Saved entries:
•••••
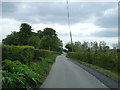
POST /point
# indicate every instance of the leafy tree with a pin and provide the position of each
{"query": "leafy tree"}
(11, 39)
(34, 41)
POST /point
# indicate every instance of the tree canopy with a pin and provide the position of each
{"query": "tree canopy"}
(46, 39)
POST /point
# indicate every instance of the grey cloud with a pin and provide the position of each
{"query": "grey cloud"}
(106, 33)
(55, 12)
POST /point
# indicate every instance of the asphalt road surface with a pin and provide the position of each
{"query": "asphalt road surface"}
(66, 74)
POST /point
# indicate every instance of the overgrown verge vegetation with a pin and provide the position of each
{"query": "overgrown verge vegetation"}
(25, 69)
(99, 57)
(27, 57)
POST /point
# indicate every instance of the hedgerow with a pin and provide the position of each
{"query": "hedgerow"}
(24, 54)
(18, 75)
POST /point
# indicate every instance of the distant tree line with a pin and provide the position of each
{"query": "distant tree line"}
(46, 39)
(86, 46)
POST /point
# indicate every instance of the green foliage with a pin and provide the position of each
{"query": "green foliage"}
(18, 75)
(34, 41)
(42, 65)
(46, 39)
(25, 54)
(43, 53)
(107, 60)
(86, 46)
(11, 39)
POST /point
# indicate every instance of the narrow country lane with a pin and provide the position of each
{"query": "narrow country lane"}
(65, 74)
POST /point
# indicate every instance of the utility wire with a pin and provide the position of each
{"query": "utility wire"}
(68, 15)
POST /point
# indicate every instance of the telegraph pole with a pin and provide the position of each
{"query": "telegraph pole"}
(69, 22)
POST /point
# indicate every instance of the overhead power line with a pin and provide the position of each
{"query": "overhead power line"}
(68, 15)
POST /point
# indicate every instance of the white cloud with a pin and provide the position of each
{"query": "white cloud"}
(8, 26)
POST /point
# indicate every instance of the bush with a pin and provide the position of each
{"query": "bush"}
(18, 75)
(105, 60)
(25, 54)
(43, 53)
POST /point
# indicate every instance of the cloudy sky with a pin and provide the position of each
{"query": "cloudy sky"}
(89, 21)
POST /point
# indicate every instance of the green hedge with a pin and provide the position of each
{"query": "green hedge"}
•••••
_YOUR ASSIGNMENT_
Set the entries down exactly, but not the pictures.

_RESPONSE BELOW_
POST /point
# indicate every instance of the leafy tree with a pin and provide the position of each
{"query": "leafy tree"}
(11, 39)
(34, 41)
POST /point
# indicate every instance of the tree canopy with a pin and provide the position of each
{"query": "tree canopy"}
(46, 39)
POST /point
# indicate every instance of the grey cloud with a pin and provide the position of each
{"query": "grey cloud"}
(106, 33)
(55, 12)
POST /point
# indicate every instance of the asphalt road surface with a pin and provide the position of each
{"query": "asphalt road surface"}
(66, 74)
POST /point
# indicate every instance of the overgrown verge vegetation with a pin and provide the position of each
{"query": "overgrown verge vegetation"}
(25, 69)
(99, 57)
(27, 57)
POST /point
# indicate every instance of the hedgerow with a pin and provide the position of each
{"query": "hedgerow"}
(24, 54)
(18, 75)
POST /point
# indicate every instance of the distant tree line with a pin and provide the position of each
{"query": "distant tree line"}
(46, 39)
(86, 46)
POST /point
# indicate every instance of the green foliage with a pin and provide the position of each
{"query": "green foliage"}
(18, 75)
(34, 41)
(42, 65)
(46, 39)
(25, 54)
(43, 53)
(107, 60)
(86, 46)
(11, 39)
POST /point
# indicate every instance of the narrow country lane with a pin and provide the position of each
{"query": "narrow country lane"}
(65, 74)
POST /point
# indicate every instance of the utility wire with a pin and provide the position of each
{"query": "utility wire"}
(68, 15)
POST /point
# indicate every instance of the telegraph pole with a pin and provide the position of each
{"query": "telegraph pole"}
(69, 22)
POST /point
# indicate every instance of the overhead power line with a pin and provide the position of each
{"query": "overhead power line"}
(68, 15)
POST /point
# indicate every instance of the white cloud with a pin and provide the position of each
{"query": "white cloud"}
(8, 26)
POST /point
# indicate every instance of the bush with a pin and provide the position of each
{"query": "bush"}
(18, 75)
(105, 60)
(25, 54)
(43, 53)
POST /point
# indicate every instance of the cloudy sky with a pin and provide the position of each
{"query": "cloudy sky"}
(89, 21)
POST /point
# indicate every instance of the green hedge with a pin and provide the position of each
{"query": "green hedge"}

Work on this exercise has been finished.